[Problem description] Using the data beneath this instruction, retype only the lines from the one that contains "Where can you spot the thin" down to the one that contains "Target: backlit leaf", both included, exactly as they appear.

[Excerpts from a dataset]
·····

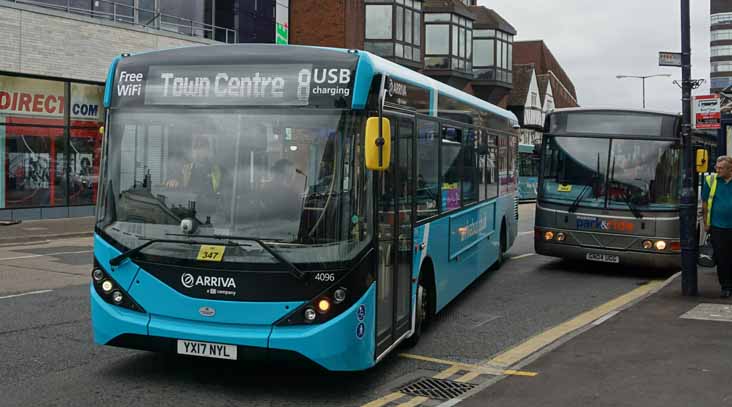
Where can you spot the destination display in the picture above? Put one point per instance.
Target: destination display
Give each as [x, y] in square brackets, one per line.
[234, 85]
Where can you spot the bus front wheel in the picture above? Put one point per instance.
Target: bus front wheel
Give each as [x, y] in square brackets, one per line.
[422, 312]
[503, 247]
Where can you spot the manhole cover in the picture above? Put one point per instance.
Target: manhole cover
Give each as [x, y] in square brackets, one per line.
[438, 389]
[710, 312]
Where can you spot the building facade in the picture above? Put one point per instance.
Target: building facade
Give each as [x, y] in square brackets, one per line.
[720, 45]
[454, 41]
[540, 86]
[54, 57]
[525, 102]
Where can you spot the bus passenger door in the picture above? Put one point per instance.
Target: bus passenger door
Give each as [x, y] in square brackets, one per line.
[395, 205]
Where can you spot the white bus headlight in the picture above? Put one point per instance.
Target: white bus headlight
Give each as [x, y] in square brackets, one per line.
[310, 314]
[339, 295]
[107, 286]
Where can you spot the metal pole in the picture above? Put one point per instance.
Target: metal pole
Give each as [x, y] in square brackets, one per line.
[644, 92]
[688, 207]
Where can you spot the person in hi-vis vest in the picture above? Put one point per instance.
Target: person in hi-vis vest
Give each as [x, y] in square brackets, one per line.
[717, 208]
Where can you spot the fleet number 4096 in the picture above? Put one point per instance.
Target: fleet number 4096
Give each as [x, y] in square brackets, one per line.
[325, 277]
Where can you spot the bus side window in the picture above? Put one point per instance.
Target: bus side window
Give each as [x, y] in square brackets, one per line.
[491, 167]
[427, 189]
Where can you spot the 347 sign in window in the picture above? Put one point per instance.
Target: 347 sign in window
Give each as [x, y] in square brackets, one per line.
[707, 112]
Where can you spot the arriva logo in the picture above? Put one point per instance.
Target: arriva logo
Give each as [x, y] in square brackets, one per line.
[189, 281]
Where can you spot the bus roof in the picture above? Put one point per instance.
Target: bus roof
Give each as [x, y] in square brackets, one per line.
[612, 109]
[379, 65]
[526, 148]
[368, 66]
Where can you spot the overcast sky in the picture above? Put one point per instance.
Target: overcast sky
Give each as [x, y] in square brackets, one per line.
[596, 40]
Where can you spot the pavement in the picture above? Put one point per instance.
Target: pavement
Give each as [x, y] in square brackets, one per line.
[45, 229]
[664, 350]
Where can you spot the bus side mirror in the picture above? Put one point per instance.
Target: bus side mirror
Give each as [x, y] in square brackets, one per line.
[702, 160]
[378, 144]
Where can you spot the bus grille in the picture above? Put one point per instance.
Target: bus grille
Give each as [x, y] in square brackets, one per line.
[604, 240]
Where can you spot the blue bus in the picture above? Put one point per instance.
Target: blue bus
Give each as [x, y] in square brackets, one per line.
[528, 162]
[283, 202]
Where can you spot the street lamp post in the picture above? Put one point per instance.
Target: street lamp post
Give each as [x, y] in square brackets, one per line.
[643, 78]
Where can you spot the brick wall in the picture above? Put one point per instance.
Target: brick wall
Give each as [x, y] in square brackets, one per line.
[45, 42]
[318, 22]
[327, 23]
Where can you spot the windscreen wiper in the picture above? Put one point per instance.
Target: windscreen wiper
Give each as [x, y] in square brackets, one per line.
[116, 261]
[296, 272]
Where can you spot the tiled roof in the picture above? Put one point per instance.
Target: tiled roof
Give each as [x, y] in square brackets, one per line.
[542, 81]
[522, 75]
[536, 52]
[487, 18]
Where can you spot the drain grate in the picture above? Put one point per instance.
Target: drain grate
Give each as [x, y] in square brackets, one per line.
[438, 389]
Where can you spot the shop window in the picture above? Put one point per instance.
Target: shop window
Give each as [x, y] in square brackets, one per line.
[47, 160]
[34, 161]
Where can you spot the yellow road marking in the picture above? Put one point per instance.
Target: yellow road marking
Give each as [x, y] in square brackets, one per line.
[497, 365]
[521, 256]
[468, 376]
[516, 354]
[483, 369]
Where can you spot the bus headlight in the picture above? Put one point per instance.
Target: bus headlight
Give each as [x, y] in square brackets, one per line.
[323, 305]
[339, 295]
[107, 286]
[107, 289]
[310, 314]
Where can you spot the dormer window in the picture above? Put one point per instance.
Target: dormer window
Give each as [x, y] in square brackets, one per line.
[448, 42]
[493, 55]
[394, 29]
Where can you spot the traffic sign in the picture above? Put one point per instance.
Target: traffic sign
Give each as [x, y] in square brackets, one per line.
[669, 59]
[707, 112]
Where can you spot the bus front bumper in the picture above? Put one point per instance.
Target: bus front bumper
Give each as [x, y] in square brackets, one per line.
[627, 258]
[340, 344]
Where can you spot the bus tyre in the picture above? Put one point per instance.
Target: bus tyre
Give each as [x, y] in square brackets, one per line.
[421, 315]
[503, 247]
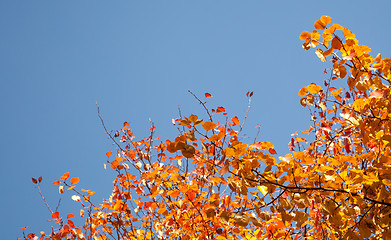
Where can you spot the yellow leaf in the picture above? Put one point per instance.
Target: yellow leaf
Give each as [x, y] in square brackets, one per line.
[319, 53]
[336, 92]
[209, 125]
[336, 43]
[303, 91]
[319, 25]
[263, 189]
[325, 19]
[313, 88]
[305, 35]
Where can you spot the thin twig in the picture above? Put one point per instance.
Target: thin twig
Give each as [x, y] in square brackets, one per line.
[203, 104]
[104, 126]
[248, 109]
[43, 198]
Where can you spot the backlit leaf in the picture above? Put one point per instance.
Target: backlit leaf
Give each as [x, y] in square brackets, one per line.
[74, 180]
[65, 176]
[313, 88]
[209, 125]
[235, 120]
[56, 182]
[303, 91]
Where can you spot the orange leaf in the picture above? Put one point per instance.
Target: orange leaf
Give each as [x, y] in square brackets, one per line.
[114, 164]
[74, 180]
[55, 215]
[175, 193]
[336, 43]
[325, 20]
[319, 53]
[65, 176]
[305, 35]
[319, 25]
[272, 151]
[328, 52]
[303, 91]
[209, 125]
[56, 182]
[235, 120]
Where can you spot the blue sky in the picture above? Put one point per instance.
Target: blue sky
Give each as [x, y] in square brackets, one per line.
[137, 59]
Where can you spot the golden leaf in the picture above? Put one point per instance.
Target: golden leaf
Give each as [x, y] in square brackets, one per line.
[303, 91]
[209, 125]
[319, 53]
[313, 88]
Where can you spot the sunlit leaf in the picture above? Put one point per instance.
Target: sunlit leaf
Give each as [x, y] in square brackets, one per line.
[74, 180]
[313, 88]
[65, 176]
[303, 91]
[209, 125]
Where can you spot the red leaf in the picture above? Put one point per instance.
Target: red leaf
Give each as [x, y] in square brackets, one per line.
[55, 215]
[65, 176]
[272, 151]
[220, 109]
[74, 180]
[31, 235]
[56, 182]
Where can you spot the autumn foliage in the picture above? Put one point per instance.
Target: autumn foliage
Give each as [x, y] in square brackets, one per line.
[209, 183]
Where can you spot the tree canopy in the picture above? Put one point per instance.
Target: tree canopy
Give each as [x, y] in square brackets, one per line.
[211, 183]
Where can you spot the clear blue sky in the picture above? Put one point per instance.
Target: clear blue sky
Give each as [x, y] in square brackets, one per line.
[138, 59]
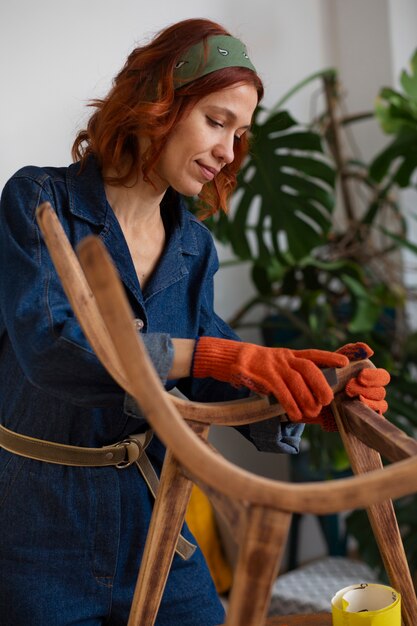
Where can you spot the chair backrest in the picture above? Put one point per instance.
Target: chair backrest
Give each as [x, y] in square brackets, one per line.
[259, 509]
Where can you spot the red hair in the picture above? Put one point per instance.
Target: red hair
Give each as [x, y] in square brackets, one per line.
[144, 103]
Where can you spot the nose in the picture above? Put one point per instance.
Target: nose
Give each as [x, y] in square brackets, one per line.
[224, 151]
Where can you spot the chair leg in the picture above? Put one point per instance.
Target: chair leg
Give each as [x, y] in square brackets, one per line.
[383, 522]
[257, 567]
[167, 519]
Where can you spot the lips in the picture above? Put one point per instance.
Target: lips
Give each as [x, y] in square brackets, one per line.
[208, 172]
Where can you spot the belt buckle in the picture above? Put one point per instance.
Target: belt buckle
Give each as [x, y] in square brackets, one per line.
[133, 450]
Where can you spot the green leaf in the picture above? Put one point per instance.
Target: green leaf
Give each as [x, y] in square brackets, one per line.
[401, 241]
[409, 81]
[291, 182]
[402, 147]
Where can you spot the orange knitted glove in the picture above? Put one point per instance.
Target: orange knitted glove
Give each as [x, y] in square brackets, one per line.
[368, 386]
[292, 376]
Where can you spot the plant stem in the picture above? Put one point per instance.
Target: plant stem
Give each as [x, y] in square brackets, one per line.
[329, 88]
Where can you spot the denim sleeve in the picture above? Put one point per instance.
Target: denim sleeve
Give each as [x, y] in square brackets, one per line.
[161, 349]
[46, 337]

·····

[The answer]
Where can you spot the thin twig in the picture above? Put one point per instance.
Target: thin twig
Give each as [x, y] in square brackets, one per line.
[203, 104]
[104, 126]
[248, 109]
[43, 198]
Where can you spot the backlit leaf in the picture above? Put one point per instance.
Target: backlit leaf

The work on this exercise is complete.